Directive: Copy the material word for word, starting from its first line and ending with the line that contains "pixel 334 231". Include both of those lines and nothing after the second one.

Entries provided:
# # # # # # #

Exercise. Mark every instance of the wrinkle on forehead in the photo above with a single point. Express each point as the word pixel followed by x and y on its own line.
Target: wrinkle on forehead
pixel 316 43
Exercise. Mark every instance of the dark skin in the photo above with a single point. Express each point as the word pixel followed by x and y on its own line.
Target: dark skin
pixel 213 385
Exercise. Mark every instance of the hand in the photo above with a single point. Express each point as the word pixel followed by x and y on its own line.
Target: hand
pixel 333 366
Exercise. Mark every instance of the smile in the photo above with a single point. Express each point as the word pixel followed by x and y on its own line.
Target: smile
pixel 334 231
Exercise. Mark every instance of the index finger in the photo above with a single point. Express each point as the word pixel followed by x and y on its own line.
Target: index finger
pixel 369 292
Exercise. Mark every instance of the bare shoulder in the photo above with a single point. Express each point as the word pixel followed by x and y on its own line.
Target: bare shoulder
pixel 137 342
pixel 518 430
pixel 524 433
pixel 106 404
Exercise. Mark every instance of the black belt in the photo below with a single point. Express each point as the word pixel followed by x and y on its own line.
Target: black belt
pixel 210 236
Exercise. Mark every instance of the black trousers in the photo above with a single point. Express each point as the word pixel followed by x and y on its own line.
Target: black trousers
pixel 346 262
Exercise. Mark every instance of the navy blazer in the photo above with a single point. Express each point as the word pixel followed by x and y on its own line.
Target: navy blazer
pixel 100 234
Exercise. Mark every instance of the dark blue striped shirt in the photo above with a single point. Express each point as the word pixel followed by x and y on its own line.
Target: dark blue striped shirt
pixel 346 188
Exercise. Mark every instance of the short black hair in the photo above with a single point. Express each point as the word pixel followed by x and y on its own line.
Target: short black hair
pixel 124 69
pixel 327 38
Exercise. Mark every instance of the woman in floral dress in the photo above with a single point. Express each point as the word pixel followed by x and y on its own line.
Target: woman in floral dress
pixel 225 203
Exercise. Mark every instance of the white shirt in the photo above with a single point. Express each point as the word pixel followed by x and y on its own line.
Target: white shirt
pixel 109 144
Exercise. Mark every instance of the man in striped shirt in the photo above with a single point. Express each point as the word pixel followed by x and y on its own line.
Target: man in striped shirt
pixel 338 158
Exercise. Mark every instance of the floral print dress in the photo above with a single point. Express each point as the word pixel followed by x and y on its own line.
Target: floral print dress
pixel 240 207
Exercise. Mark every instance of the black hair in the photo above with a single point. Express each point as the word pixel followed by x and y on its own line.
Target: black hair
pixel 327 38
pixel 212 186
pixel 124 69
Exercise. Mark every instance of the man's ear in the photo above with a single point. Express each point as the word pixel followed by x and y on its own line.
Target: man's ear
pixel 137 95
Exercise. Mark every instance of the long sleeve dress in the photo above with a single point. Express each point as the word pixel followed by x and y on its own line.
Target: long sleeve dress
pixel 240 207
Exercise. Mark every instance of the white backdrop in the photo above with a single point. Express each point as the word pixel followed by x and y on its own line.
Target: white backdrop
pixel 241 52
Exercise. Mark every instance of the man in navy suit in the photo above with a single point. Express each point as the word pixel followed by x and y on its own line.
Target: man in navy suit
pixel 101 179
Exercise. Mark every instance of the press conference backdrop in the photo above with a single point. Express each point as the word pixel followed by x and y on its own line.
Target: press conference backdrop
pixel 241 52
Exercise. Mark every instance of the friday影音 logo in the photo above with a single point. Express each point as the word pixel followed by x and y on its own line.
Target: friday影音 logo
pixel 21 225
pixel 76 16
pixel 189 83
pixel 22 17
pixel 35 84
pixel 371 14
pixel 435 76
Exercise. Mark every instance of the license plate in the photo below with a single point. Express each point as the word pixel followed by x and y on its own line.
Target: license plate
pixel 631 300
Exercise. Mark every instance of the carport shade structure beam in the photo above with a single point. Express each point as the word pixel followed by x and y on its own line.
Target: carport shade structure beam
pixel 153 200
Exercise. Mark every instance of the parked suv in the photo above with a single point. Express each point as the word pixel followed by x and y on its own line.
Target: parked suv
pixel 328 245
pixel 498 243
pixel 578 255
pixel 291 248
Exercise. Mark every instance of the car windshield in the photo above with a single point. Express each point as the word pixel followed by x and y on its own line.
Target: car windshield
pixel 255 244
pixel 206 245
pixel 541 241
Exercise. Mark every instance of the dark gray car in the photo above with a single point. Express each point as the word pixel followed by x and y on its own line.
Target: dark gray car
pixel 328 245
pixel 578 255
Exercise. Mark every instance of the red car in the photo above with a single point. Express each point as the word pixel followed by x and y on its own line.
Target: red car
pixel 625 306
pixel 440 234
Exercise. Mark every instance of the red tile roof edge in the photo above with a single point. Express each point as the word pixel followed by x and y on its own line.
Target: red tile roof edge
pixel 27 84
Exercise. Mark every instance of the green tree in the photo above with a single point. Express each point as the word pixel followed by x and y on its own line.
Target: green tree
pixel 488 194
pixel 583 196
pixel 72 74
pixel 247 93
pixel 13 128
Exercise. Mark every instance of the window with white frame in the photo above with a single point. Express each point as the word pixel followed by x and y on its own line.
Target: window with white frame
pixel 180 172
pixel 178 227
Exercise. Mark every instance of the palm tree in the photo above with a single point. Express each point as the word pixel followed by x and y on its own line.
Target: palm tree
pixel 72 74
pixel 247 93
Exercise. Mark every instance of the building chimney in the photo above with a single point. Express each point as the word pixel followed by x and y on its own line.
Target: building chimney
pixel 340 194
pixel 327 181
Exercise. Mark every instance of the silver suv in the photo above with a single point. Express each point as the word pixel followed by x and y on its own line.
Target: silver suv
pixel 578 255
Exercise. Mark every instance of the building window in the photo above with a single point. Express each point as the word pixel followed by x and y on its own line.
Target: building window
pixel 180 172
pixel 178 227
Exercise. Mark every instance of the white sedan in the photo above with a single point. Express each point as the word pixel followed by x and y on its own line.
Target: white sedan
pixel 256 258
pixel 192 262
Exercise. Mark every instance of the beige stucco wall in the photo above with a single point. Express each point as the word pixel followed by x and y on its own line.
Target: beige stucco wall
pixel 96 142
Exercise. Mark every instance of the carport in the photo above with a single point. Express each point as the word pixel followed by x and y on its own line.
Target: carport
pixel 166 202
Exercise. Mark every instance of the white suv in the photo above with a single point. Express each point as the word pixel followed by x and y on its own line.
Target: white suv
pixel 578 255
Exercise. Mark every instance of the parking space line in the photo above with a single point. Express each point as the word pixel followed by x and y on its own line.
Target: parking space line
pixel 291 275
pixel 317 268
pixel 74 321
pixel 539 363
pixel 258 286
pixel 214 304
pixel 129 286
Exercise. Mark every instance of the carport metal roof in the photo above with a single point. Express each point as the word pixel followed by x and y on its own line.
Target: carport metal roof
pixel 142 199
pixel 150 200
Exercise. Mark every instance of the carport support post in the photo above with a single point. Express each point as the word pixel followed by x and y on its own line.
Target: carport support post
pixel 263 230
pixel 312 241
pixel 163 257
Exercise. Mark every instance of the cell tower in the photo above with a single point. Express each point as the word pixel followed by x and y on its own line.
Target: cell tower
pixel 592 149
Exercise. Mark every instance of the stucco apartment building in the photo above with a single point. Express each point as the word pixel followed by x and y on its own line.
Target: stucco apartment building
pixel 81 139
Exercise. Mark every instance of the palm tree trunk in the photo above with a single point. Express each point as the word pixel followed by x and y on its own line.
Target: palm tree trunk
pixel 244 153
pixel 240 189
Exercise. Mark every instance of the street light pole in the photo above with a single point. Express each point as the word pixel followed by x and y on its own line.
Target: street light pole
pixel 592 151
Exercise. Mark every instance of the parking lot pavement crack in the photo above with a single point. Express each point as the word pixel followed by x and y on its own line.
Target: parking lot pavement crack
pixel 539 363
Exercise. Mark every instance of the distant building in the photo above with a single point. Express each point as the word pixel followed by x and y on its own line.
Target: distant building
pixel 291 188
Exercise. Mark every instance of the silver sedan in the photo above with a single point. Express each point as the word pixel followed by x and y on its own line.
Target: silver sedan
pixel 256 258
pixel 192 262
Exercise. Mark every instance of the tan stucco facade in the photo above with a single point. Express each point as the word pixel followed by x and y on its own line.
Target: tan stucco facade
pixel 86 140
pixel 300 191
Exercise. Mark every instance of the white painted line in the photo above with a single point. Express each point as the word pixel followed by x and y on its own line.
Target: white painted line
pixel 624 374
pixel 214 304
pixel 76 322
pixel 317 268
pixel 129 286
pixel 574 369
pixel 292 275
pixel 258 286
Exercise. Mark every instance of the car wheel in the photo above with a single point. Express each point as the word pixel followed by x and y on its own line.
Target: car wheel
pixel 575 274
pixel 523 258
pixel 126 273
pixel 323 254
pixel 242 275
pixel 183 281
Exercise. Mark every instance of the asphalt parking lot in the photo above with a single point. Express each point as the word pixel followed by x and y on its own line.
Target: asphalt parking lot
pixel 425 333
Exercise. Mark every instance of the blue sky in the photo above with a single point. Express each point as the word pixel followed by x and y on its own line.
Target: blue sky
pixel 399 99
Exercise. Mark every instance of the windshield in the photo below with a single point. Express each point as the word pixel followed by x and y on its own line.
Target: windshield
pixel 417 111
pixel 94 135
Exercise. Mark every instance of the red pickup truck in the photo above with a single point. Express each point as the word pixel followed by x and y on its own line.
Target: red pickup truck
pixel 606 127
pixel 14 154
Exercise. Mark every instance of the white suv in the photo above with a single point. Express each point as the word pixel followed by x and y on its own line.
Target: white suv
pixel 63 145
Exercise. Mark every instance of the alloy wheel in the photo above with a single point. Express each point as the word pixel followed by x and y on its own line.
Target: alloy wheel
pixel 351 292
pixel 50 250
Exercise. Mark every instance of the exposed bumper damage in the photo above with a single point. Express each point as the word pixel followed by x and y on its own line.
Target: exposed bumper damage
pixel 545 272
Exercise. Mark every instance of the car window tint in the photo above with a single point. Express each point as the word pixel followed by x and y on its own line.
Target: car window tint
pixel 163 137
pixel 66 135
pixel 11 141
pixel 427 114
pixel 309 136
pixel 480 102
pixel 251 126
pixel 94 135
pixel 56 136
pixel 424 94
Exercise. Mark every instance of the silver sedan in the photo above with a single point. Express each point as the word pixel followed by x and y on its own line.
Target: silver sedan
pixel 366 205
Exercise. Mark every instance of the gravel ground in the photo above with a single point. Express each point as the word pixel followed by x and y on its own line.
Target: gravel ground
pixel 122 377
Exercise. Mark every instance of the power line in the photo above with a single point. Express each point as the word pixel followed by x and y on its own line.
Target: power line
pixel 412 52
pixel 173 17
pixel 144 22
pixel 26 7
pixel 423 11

# # # # # # #

Expected answer:
Exercise. Mark every instance of the wrinkle on forehead in the photo above with a single point. Express each point as the word pixel followed by x and y on its own line.
Target: wrinkle on forehead
pixel 316 43
Exercise. Mark every instance of the dark skin in the photo above with a single point. Express each point as the word pixel followed by x and y on its own line.
Target: dark skin
pixel 213 385
Exercise. Mark every instance of the hand in the photo above with a single point. Express each point as the word pixel followed by x and y on its own line.
Target: hand
pixel 333 366
Exercise. Mark every instance of the smile in the photo above with a single point. Express each point as the word pixel followed by x and y on its own line.
Target: smile
pixel 334 231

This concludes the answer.